#### [Material supplied]
::::
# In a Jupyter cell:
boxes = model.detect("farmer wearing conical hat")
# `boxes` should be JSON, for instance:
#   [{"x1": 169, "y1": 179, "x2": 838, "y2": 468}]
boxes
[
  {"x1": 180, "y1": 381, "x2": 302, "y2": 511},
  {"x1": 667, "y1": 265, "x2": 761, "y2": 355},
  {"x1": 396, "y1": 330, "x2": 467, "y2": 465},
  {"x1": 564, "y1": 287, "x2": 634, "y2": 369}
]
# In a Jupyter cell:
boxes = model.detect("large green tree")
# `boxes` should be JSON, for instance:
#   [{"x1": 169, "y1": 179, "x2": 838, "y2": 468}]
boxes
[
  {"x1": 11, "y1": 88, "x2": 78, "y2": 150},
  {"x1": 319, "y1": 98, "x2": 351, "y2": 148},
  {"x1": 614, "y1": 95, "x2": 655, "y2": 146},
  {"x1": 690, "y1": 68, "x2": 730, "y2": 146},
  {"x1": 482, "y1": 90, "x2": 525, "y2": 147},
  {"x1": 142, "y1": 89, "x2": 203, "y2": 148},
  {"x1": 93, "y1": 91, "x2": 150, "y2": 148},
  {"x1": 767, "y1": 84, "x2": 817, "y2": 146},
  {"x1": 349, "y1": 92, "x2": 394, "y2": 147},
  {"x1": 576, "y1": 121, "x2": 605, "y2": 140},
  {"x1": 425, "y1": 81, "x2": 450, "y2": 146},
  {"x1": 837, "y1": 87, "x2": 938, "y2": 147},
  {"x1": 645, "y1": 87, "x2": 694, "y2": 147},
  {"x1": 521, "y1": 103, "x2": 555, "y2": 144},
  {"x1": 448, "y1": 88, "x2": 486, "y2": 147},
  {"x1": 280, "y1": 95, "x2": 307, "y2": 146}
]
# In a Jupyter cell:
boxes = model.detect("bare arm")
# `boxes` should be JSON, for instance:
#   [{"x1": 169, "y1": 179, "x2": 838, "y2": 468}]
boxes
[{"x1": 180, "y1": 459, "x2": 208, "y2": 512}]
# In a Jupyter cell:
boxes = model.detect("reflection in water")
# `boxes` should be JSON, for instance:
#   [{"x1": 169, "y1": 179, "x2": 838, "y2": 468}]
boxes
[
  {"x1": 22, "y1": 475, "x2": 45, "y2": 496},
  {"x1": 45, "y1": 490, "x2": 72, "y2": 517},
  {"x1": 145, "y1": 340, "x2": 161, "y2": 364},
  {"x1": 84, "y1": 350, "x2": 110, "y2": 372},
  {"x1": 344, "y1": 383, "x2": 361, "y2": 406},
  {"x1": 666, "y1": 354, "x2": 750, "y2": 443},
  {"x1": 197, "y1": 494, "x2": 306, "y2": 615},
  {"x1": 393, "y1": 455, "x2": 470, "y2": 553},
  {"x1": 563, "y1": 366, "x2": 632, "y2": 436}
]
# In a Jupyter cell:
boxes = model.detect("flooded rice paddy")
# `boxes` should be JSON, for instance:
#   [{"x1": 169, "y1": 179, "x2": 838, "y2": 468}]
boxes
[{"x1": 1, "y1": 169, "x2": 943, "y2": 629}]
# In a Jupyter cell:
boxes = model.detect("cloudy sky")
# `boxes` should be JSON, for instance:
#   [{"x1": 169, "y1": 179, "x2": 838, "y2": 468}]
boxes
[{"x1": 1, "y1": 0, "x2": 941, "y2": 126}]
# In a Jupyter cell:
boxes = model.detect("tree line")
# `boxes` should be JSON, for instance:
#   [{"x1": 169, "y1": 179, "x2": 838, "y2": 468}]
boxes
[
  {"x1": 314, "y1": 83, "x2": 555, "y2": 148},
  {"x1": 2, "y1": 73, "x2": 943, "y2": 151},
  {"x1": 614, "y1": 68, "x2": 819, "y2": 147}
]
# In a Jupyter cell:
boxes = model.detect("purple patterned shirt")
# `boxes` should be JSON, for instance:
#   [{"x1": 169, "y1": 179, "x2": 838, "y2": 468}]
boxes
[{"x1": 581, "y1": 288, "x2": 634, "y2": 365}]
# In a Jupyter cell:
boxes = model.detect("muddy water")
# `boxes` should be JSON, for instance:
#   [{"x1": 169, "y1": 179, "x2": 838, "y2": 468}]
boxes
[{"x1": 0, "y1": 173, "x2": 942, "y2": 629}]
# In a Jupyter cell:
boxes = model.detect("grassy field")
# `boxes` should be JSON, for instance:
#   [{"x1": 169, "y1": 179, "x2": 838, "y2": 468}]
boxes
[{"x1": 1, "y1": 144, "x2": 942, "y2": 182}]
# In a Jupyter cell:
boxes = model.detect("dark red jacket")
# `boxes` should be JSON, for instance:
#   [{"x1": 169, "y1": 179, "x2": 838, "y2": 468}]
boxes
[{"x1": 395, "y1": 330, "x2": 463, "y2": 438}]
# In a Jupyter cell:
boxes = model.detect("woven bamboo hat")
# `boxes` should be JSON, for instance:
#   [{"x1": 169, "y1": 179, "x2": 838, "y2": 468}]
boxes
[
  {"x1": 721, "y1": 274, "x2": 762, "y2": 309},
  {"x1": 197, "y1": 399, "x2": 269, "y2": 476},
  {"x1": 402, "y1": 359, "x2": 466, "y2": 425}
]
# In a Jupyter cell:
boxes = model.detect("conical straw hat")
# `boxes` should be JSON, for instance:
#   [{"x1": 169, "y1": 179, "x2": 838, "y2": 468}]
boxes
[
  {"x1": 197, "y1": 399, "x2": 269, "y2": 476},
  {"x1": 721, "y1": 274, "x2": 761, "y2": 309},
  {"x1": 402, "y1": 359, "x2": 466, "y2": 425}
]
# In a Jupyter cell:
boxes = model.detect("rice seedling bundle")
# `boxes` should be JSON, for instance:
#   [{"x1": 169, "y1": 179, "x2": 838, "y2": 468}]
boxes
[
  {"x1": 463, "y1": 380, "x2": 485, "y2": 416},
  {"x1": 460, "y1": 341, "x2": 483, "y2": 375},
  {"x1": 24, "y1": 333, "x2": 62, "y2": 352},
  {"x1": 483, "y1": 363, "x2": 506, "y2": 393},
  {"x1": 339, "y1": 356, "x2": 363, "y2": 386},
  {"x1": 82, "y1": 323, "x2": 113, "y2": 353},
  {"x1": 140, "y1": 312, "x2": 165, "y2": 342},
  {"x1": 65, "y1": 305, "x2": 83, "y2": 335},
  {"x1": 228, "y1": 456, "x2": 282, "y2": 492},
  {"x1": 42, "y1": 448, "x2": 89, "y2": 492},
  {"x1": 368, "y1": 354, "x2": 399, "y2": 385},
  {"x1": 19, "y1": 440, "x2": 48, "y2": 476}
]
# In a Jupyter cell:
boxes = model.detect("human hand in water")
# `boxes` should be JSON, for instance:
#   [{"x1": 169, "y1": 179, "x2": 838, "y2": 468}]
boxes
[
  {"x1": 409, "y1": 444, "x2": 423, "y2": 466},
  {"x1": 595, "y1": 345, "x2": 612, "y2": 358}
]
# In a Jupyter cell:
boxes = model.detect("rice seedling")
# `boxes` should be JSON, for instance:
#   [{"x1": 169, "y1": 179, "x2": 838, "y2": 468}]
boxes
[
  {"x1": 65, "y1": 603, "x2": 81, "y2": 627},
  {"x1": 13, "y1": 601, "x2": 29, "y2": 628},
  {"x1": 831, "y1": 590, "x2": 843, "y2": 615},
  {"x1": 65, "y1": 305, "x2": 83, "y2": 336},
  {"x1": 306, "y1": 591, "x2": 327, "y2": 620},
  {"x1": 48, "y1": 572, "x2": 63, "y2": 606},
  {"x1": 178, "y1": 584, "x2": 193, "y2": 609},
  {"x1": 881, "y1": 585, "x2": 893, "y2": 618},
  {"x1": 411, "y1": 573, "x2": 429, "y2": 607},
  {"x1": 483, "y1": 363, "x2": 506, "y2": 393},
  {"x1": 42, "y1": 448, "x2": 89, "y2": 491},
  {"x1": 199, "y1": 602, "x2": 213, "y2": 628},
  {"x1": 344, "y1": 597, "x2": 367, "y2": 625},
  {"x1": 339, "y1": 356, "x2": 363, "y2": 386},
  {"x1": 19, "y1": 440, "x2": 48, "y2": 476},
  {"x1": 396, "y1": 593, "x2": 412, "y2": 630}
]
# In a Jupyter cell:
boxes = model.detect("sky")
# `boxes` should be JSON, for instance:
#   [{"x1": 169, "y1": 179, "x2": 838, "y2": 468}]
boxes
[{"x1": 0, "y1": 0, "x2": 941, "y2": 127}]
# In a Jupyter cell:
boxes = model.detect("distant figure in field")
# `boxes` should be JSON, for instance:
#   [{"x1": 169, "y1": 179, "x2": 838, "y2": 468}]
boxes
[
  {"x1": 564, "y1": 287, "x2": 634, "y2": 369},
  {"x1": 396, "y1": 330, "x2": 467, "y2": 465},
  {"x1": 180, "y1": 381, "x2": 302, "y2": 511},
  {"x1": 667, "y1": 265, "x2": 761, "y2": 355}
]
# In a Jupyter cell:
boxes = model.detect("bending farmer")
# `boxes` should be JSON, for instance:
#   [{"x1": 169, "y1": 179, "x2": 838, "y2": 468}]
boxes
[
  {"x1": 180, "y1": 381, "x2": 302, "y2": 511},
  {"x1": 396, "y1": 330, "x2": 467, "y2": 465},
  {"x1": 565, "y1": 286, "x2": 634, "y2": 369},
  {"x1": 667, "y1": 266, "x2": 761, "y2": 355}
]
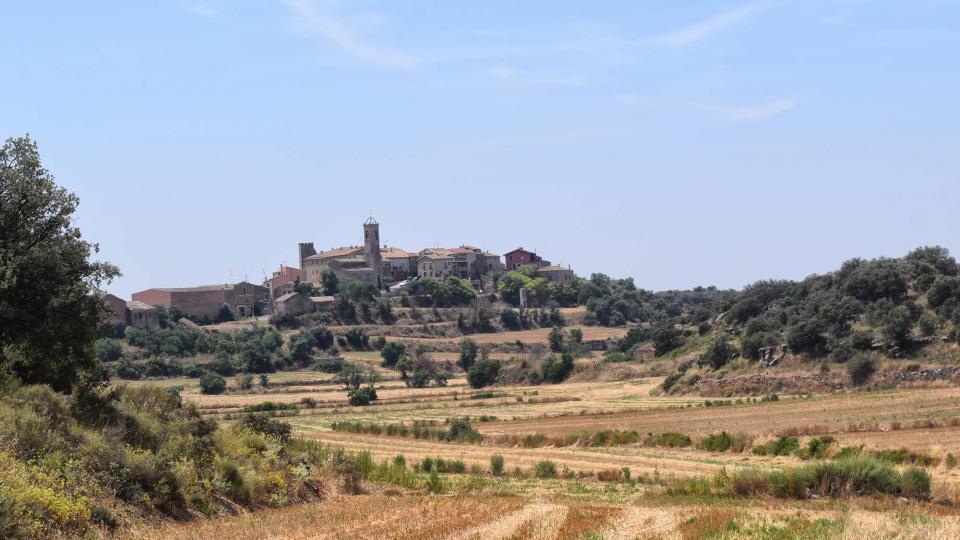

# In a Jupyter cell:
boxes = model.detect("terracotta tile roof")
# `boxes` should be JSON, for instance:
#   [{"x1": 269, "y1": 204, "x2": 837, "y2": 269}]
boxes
::::
#### [Exercise instructions]
Each line of the entries that contains the word "seedling" should be listed.

#### [Final answer]
boxes = model.detect("rice seedling bundle")
boxes = model.detect("rice seedling")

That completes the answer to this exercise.